» **DIRECTIONS FOR THIS TASK**:
Copy the records below without altering a single word.

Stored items
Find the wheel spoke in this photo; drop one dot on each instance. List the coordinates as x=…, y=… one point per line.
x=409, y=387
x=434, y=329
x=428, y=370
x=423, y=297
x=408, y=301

» **WRITTEN REPLY**:
Find the wheel spoke in this photo; drop one dot on each instance. List the coordinates as x=…, y=… one point per line.
x=409, y=387
x=434, y=329
x=428, y=370
x=423, y=297
x=408, y=301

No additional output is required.